**Exercise aim**
Rewrite all the records below, swapping "thickest part" for "widest part" wherever it appears and keeping everything else the same.

**Information given**
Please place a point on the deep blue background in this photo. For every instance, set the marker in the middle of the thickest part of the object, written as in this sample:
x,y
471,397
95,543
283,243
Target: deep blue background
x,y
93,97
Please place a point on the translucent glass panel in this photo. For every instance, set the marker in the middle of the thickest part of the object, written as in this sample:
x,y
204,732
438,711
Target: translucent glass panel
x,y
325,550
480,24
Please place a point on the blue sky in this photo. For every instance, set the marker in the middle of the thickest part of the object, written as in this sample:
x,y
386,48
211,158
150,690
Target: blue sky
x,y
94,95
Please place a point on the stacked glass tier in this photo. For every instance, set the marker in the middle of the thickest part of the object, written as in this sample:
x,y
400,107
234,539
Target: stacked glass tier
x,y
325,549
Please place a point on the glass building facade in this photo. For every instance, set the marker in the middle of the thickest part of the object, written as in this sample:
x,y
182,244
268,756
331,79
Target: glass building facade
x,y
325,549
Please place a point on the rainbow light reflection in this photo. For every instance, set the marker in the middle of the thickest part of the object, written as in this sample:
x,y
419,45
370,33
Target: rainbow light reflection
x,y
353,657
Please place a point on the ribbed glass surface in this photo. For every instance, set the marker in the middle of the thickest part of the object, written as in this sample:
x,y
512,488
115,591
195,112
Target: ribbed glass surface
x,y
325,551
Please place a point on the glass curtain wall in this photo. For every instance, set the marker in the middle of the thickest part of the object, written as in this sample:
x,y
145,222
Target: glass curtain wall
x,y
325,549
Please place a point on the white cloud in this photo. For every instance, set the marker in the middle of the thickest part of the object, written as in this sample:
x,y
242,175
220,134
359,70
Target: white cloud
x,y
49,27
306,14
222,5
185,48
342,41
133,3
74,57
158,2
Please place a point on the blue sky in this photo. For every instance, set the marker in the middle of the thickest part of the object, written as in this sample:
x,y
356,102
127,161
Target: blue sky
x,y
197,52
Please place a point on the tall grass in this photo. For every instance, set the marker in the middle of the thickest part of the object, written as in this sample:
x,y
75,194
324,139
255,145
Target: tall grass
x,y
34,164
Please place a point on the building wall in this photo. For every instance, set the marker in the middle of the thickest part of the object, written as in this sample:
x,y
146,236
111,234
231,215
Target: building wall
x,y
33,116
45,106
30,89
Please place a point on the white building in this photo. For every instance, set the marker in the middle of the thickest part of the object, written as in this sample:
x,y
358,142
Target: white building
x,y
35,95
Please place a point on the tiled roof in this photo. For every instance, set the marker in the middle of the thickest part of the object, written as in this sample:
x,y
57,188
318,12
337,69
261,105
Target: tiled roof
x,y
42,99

**Correct result**
Please place a point on the deep blue background in this photo. For every instance, set the marker in the middle of the widest part of the object, written as in this sample:
x,y
471,397
95,543
283,243
Target: deep blue background
x,y
93,97
Please place a point on the translucent glass panel in this photo. For every instance, set the marker in the middle of the widest part of the object, written as in this sample:
x,y
204,732
438,711
Target: translucent glass panel
x,y
325,550
480,24
Please place a point on the blue sky in this photo. For every instance, set the marker in the middle of the widest part of the object, written as in this sample:
x,y
386,48
211,158
150,690
Target: blue sky
x,y
94,95
Please place a point on the stacked glass tier in this photo. For every instance, set the marker in the middle of the widest part of the object, written as in this sample:
x,y
400,107
234,539
Target: stacked glass tier
x,y
325,549
Please place a point on the glass building facade in this photo. For every instance, set the marker in the middle of the widest part of the object, written as in this sample:
x,y
182,244
268,756
331,79
Target: glass building facade
x,y
325,549
Please place a point on the rainbow light reflection in this photo. For every instance, set the marker in the middle of the widest part of the object, written as in this sample:
x,y
419,45
370,33
Target: rainbow light reflection
x,y
353,657
Please place a point on the ribbed glass surface in this photo. For every instance, set the marker in the middle of the widest part of the object, written as in this sample:
x,y
512,488
115,591
195,112
Target: ribbed glass surface
x,y
325,551
Please place a point on the glass curtain wall in this photo. For every instance, set the marker in the middle of the widest part of the object, written as in this sample:
x,y
145,222
Target: glass curtain wall
x,y
325,549
Please place a point on the white cloud in this photo. For every instance, set the marker in the middle of the widest part of the object, written as in this sample:
x,y
242,175
220,134
359,70
Target: white cloud
x,y
49,27
306,14
222,5
185,48
342,41
133,3
74,57
158,2
Please place a point on the blue sky in this photo. For every instance, set the marker in the middle of the widest part of the object, written as in this sample:
x,y
356,102
127,161
Target: blue sky
x,y
197,52
Please place a point on the tall grass in this photo. For every instance, set the marker in the middle of the widest part of the object, written as in this sample:
x,y
75,194
324,139
255,145
Target: tall grass
x,y
34,164
Please place a point on the building wall in this photo. For every instance, set the marker in the middle of the widest part of the object, written as in this sample:
x,y
146,236
111,234
231,215
Target: building wall
x,y
33,116
45,106
30,89
Please place a point on the white building in this photo. For every instance, set the marker in the middle of the widest part of the object, written as in this sample:
x,y
358,142
Target: white building
x,y
35,95
Please place a point on the tiled roof in this photo. For every instance, set the marker in the middle of the widest part of the object, written as in this sample:
x,y
57,188
318,12
337,69
261,105
Target: tiled roof
x,y
42,99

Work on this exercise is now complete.